== TASK OBJECTIVE ==
In the items below, reproduce verbatim every line from the one containing "Would you point at the doorway" through the one containing "point(603, 472)", both included.

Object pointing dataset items
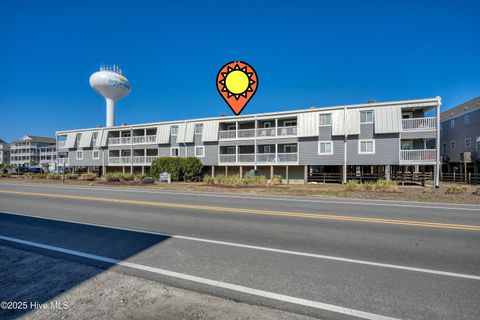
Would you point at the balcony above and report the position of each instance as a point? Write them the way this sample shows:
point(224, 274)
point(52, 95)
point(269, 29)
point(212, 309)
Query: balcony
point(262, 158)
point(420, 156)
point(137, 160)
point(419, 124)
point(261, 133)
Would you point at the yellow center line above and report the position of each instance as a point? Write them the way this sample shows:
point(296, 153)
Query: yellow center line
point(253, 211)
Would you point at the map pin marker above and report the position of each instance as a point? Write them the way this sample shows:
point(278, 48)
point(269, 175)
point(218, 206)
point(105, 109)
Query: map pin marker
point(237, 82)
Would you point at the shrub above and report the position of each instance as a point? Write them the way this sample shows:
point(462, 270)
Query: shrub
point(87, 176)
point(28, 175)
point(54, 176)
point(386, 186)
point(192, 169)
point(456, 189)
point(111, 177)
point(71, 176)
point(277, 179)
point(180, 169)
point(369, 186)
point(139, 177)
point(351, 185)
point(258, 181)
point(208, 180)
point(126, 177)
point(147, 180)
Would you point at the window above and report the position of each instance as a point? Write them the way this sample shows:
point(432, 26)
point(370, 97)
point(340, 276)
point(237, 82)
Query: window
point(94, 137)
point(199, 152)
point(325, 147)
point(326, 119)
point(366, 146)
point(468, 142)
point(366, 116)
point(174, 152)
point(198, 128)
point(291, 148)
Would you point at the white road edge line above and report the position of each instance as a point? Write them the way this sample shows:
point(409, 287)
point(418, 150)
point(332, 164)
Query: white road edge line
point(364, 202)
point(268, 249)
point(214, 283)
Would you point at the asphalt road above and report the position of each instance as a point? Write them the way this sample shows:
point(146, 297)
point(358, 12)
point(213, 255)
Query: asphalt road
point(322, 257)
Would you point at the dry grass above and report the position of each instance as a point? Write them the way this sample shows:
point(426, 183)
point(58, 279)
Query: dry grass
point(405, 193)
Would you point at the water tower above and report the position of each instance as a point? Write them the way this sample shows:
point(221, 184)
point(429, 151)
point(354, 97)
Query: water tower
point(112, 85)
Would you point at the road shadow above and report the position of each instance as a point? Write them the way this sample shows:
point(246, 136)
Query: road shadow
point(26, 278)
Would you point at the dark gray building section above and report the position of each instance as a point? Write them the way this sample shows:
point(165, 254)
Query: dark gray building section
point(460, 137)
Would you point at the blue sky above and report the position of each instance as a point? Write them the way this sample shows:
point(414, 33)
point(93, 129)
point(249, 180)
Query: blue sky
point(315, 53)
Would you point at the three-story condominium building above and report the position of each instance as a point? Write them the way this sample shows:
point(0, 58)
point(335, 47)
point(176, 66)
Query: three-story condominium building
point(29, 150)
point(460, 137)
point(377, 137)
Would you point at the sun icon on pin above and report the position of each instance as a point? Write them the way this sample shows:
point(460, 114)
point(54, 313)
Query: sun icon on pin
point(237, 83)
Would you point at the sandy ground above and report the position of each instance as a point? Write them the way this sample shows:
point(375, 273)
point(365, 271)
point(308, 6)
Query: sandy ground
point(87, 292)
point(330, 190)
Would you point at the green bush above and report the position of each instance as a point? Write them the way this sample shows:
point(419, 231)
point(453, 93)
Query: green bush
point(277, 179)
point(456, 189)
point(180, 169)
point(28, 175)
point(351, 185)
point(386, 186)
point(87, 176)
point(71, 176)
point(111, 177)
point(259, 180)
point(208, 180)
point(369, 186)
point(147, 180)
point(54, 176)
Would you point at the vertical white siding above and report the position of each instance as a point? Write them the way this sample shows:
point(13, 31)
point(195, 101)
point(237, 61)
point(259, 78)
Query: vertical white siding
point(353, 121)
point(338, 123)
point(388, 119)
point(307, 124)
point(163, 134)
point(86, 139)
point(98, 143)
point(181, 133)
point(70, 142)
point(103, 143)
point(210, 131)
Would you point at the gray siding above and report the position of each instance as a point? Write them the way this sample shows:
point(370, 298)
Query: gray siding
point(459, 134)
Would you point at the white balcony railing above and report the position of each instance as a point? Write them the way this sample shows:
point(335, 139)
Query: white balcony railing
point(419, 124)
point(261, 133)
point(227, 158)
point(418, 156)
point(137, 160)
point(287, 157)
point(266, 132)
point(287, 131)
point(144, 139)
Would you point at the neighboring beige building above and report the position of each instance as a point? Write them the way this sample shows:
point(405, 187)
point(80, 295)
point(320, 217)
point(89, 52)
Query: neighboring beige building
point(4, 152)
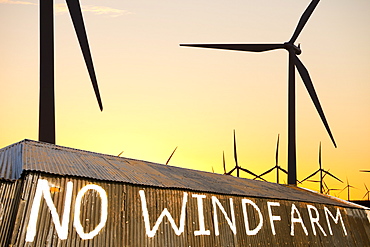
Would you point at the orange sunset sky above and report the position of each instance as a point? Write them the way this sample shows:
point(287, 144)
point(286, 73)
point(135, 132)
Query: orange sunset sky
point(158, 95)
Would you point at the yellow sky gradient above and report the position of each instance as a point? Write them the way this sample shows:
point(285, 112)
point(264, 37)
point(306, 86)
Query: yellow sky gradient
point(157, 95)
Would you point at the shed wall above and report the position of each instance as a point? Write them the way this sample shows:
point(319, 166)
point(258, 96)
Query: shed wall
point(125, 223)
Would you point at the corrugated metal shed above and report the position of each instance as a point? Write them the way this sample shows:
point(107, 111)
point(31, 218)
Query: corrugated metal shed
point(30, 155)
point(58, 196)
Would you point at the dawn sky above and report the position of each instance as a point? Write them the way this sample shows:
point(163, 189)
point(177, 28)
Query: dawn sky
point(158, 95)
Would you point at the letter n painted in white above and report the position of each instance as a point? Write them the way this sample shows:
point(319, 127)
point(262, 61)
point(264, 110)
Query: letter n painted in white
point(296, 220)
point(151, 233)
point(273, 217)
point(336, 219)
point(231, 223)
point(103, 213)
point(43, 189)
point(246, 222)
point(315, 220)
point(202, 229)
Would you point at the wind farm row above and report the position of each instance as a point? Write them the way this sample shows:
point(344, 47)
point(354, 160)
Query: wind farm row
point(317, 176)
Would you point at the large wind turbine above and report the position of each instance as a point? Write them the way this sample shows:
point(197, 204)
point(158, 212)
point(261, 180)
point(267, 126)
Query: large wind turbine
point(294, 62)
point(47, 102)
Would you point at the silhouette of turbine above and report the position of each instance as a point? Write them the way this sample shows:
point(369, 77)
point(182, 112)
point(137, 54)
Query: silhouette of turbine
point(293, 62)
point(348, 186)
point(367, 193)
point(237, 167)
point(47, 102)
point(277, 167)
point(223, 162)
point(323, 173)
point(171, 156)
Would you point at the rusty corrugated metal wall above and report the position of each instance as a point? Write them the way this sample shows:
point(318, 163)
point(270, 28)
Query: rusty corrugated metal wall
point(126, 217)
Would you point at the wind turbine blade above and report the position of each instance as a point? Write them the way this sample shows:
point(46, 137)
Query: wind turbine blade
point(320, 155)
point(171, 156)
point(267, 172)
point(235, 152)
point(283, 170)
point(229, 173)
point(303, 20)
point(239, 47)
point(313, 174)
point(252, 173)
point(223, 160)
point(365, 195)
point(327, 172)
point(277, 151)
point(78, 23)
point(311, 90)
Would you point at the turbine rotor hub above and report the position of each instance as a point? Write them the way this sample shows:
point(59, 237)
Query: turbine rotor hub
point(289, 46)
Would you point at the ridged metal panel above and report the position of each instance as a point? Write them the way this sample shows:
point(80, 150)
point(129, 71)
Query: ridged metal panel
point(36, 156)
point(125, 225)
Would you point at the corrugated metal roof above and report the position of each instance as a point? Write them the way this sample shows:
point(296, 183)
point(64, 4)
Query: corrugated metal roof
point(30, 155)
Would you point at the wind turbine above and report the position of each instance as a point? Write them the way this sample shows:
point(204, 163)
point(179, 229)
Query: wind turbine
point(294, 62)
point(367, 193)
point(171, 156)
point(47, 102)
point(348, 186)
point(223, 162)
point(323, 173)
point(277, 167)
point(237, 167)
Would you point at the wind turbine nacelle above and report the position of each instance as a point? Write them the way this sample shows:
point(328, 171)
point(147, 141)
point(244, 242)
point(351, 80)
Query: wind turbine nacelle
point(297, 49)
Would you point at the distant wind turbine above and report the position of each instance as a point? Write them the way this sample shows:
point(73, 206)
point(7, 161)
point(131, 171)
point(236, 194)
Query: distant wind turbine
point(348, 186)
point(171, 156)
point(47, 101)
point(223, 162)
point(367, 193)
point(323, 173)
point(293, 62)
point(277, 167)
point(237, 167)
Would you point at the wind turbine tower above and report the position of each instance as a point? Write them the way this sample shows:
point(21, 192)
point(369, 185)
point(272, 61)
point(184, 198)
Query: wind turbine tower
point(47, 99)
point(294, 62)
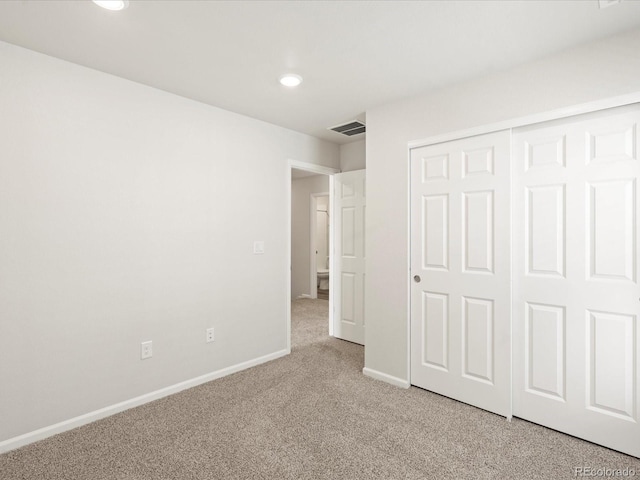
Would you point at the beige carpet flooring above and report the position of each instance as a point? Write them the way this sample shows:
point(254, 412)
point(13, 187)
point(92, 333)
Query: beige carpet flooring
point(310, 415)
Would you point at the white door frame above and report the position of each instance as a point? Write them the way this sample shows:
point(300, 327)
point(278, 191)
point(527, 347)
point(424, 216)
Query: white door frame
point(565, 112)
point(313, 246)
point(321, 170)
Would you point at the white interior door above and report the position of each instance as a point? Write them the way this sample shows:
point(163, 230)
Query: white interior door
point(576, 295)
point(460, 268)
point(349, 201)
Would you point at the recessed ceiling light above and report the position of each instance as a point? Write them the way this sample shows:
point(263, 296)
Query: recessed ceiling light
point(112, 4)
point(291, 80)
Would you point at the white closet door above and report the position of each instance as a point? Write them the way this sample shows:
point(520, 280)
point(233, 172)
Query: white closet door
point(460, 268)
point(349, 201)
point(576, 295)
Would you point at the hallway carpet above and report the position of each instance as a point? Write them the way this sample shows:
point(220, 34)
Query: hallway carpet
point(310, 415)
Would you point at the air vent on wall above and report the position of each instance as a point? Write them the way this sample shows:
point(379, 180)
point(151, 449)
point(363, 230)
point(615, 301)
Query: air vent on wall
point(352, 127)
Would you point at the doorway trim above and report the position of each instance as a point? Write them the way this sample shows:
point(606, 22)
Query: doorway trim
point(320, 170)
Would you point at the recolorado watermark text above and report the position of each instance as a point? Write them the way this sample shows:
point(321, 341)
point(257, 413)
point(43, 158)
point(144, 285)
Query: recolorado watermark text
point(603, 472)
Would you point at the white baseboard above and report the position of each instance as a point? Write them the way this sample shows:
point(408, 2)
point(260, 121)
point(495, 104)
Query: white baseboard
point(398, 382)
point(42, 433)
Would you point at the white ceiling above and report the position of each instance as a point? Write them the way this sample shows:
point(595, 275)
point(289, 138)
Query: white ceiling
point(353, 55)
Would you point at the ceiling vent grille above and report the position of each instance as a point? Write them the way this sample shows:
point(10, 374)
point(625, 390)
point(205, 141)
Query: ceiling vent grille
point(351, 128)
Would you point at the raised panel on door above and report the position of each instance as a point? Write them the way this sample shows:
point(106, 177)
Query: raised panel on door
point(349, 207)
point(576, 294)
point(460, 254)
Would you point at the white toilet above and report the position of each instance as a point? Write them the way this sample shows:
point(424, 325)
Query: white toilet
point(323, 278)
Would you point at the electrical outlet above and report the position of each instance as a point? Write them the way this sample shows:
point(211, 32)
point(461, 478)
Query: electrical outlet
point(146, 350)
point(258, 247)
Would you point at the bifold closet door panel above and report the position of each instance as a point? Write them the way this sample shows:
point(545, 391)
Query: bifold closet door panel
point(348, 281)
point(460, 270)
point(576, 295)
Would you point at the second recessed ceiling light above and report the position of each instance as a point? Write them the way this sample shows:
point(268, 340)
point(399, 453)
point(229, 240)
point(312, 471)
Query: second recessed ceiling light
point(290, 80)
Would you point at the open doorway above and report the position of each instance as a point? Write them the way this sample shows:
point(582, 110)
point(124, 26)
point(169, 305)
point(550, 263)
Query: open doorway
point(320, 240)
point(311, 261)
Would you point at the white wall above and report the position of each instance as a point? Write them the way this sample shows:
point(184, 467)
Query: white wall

== WRITTEN RESPONSE ==
Would you point at the doorway trim above and report the position of each instance as a point? Write them the way this sample shows:
point(606, 22)
Query: doorway trim
point(320, 170)
Would you point at the recolorado watermark text above and report the position of each instance as a point? Write them the way this sample shows:
point(321, 341)
point(257, 413)
point(43, 158)
point(144, 285)
Query: recolorado watermark text
point(603, 472)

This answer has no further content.